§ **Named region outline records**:

◆ ◆ ◆ ◆

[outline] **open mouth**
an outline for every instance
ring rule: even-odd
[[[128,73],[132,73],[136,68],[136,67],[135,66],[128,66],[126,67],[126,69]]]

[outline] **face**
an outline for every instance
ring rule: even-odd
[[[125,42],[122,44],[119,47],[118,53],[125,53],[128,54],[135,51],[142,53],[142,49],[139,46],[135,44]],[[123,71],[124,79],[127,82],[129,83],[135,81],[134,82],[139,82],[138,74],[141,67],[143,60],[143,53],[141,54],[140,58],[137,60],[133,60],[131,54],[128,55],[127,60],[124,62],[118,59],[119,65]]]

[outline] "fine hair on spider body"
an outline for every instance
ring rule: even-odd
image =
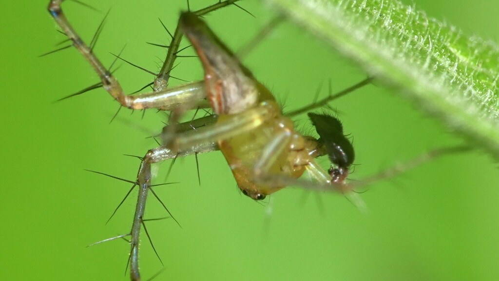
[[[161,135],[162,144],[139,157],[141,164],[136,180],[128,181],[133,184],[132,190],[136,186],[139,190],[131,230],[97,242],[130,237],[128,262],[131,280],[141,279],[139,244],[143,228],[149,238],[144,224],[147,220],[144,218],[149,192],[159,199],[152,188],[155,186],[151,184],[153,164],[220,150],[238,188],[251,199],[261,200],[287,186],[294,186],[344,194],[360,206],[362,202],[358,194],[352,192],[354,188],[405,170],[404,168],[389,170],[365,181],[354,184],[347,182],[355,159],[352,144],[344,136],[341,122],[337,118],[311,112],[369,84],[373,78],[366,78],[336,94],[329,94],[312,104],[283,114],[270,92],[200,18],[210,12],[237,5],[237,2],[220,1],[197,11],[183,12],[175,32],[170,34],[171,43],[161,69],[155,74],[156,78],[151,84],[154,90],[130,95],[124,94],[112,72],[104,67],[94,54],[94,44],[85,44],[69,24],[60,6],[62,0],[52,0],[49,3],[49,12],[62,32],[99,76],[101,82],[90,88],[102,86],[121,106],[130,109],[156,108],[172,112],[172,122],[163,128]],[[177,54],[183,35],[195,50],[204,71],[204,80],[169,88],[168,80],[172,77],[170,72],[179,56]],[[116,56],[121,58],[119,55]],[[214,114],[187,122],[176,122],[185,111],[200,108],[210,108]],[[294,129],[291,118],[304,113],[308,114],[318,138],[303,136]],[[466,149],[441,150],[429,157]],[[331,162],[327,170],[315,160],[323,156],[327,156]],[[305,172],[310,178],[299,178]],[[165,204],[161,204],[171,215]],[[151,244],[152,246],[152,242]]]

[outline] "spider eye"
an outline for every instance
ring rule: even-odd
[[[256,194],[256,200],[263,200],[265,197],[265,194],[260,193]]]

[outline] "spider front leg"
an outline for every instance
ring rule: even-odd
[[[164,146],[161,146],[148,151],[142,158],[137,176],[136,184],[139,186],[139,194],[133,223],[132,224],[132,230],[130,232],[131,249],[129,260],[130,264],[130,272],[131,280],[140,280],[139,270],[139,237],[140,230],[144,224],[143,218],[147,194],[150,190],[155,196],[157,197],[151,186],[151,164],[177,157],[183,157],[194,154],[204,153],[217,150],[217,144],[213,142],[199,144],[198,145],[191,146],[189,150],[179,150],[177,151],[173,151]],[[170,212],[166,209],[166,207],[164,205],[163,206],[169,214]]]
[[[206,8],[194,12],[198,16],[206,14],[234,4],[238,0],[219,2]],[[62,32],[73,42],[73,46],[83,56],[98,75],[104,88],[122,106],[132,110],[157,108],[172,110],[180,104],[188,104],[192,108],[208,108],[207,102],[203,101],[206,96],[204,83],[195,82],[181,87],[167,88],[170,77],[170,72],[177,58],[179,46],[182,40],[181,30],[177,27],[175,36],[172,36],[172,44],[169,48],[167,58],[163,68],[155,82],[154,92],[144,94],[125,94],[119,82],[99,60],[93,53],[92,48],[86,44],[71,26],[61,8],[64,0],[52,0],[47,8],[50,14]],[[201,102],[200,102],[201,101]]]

◆ ◆ ◆ ◆

§ **What is expected**: Every record is to be reproduced exactly, with no pictures included.

§ **Correct output**:
[outline] **open mouth**
an outline for every instance
ring rule: even-odd
[[[128,73],[132,73],[136,68],[136,67],[135,66],[128,66],[126,67],[126,69]]]

[outline] **face**
an outline for every instance
ring rule: even-odd
[[[125,42],[122,44],[119,47],[118,53],[125,53],[128,54],[135,51],[142,53],[142,49],[139,46],[135,44]],[[123,71],[124,79],[127,82],[129,83],[135,81],[134,82],[139,82],[138,74],[141,67],[143,60],[143,53],[141,54],[140,58],[137,60],[133,60],[131,54],[128,55],[127,60],[124,62],[118,59],[119,65]]]

[outline] "fine hair on spider body"
an outline for every instance
ring rule: even-odd
image =
[[[161,135],[162,144],[139,157],[141,164],[136,180],[128,181],[133,184],[132,190],[136,186],[139,190],[131,230],[97,242],[130,237],[128,262],[131,280],[141,279],[139,244],[143,228],[149,238],[144,224],[147,220],[144,218],[149,192],[159,199],[152,188],[155,186],[151,184],[153,164],[220,150],[238,188],[251,199],[261,200],[287,186],[294,186],[344,194],[360,206],[362,202],[358,194],[352,192],[354,188],[405,170],[404,168],[389,170],[365,181],[354,184],[347,182],[355,159],[352,144],[344,136],[341,122],[337,118],[311,112],[369,84],[373,78],[366,78],[336,94],[329,94],[312,104],[283,114],[270,92],[200,18],[210,12],[237,5],[237,2],[220,1],[197,11],[183,12],[175,32],[170,34],[171,43],[161,69],[155,74],[156,78],[151,84],[154,90],[130,95],[124,94],[112,72],[104,67],[94,54],[94,44],[85,44],[69,24],[60,6],[62,0],[52,0],[49,3],[49,12],[62,32],[99,76],[101,82],[90,88],[102,86],[121,106],[130,109],[156,108],[172,112],[172,122],[163,128]],[[177,54],[183,35],[195,50],[204,71],[204,80],[169,88],[168,80],[172,77],[170,72],[179,56]],[[116,56],[121,58],[119,55]],[[214,114],[187,122],[176,122],[185,111],[200,108],[210,108]],[[294,129],[291,118],[304,113],[308,114],[318,138],[303,136]],[[466,149],[441,150],[429,157]],[[331,162],[327,170],[315,160],[323,156],[327,156]],[[305,172],[310,178],[299,178]],[[165,204],[161,204],[171,215]],[[151,244],[152,246],[152,242]]]

[outline] "spider eye"
an outline for every instance
ring rule: even-odd
[[[256,194],[256,200],[263,200],[265,197],[265,194],[260,193]]]

[outline] "spider front leg"
an outline for every instance
ring rule: even-odd
[[[164,146],[161,146],[148,151],[142,158],[137,176],[136,184],[139,186],[139,194],[133,223],[132,224],[132,230],[130,232],[131,249],[129,260],[130,264],[130,272],[131,280],[140,280],[139,270],[139,237],[140,230],[144,224],[143,218],[147,194],[150,190],[155,196],[157,197],[151,186],[151,164],[177,157],[183,157],[194,154],[204,153],[217,150],[217,144],[213,142],[199,144],[198,145],[191,146],[189,150],[179,150],[177,151],[173,151]],[[170,212],[166,209],[166,207],[164,205],[163,206],[169,214]]]
[[[206,8],[194,12],[198,16],[206,14],[234,4],[238,0],[219,2]],[[62,32],[73,42],[73,46],[83,56],[98,75],[104,88],[122,106],[132,110],[157,108],[172,110],[180,104],[188,104],[192,108],[208,108],[207,102],[203,101],[206,96],[204,83],[195,82],[181,87],[167,88],[170,77],[170,72],[177,58],[179,46],[182,40],[181,30],[177,27],[175,36],[172,36],[172,44],[169,48],[167,58],[163,68],[155,82],[154,92],[144,94],[125,94],[119,82],[99,60],[93,53],[92,48],[86,44],[71,26],[61,8],[64,0],[52,0],[47,8],[50,14]],[[201,102],[200,102],[201,101]]]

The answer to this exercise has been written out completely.